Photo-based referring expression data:
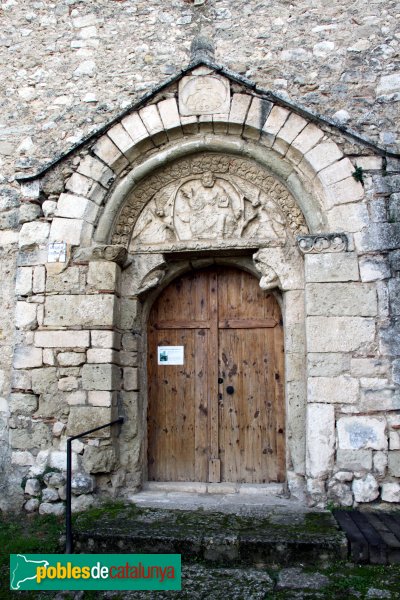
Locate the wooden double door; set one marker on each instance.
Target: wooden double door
(219, 414)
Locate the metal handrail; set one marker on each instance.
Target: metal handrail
(69, 546)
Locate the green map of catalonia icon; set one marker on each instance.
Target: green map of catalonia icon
(25, 570)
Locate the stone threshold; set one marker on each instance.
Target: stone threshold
(245, 489)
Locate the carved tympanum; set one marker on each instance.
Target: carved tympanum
(209, 199)
(321, 243)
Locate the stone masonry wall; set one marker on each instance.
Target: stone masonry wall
(69, 67)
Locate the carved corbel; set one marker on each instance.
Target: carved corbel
(112, 253)
(323, 242)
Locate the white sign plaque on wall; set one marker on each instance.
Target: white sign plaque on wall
(170, 355)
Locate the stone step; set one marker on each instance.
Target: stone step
(250, 535)
(269, 489)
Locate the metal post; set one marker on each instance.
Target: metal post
(69, 543)
(68, 522)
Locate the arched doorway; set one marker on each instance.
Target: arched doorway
(216, 409)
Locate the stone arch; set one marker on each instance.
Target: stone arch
(296, 151)
(288, 290)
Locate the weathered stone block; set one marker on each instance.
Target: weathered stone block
(66, 281)
(340, 299)
(98, 460)
(81, 483)
(70, 231)
(324, 364)
(101, 377)
(256, 117)
(96, 170)
(84, 418)
(31, 505)
(320, 439)
(169, 114)
(44, 380)
(339, 334)
(390, 338)
(120, 137)
(33, 234)
(356, 460)
(239, 106)
(130, 379)
(23, 283)
(333, 390)
(106, 339)
(104, 275)
(341, 266)
(71, 359)
(128, 313)
(348, 217)
(89, 310)
(323, 155)
(37, 436)
(290, 130)
(152, 121)
(365, 489)
(102, 355)
(108, 152)
(356, 433)
(58, 460)
(22, 459)
(70, 206)
(380, 463)
(374, 268)
(27, 358)
(32, 487)
(368, 367)
(135, 127)
(67, 384)
(75, 398)
(342, 192)
(62, 339)
(378, 236)
(50, 495)
(25, 315)
(306, 140)
(273, 124)
(100, 398)
(394, 463)
(378, 397)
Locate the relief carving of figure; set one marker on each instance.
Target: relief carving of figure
(210, 199)
(207, 208)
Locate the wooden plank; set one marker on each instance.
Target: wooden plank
(358, 543)
(247, 323)
(201, 404)
(279, 400)
(393, 523)
(213, 374)
(377, 548)
(214, 473)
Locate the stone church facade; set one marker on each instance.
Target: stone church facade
(209, 172)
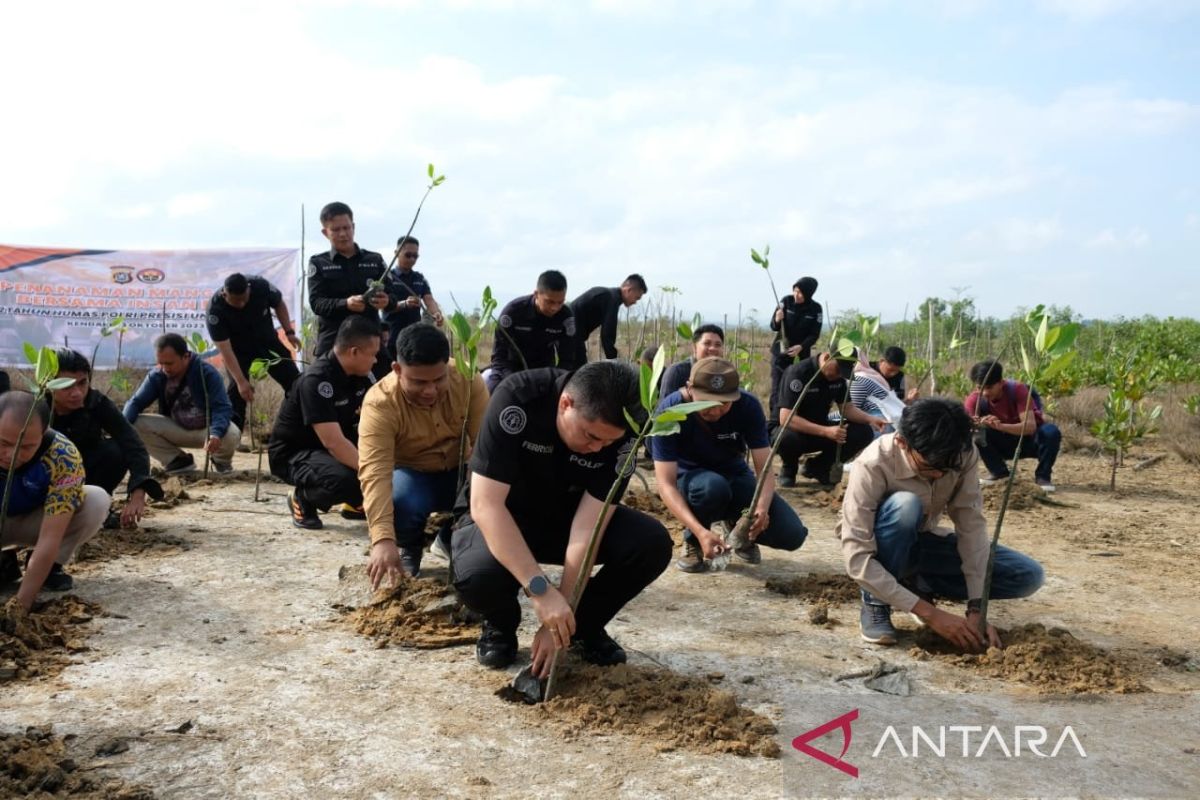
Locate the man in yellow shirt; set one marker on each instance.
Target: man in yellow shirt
(409, 447)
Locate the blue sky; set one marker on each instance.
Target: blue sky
(1038, 151)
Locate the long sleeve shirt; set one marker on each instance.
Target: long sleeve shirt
(883, 469)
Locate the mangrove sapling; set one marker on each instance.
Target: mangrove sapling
(46, 380)
(1051, 353)
(660, 425)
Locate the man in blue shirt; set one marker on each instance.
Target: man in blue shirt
(702, 475)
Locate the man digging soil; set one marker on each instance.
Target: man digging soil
(547, 455)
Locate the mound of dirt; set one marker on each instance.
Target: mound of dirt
(665, 709)
(827, 589)
(35, 764)
(109, 545)
(417, 613)
(41, 642)
(1050, 660)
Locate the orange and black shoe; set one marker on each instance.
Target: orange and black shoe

* WHAT TO PRODUCE *
Read the lines above. Gather those in which the string "shoe" is found.

* ANSWER SPACE *
Locate the orange and black shoe; set one marker on each instance.
Target: orange and black shoe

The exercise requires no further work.